**Prompt**
Below is a listing to write out in full, exactly as given, without its pictures.

**Extracted entries**
-.-.-

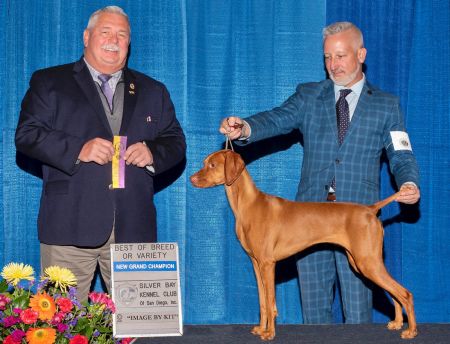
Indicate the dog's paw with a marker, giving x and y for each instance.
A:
(395, 325)
(409, 333)
(267, 335)
(257, 331)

-.-.-

**Solution for this task**
Indicate the dog's paw with a marker, giving x and y for each instance.
A:
(395, 325)
(409, 333)
(267, 335)
(257, 331)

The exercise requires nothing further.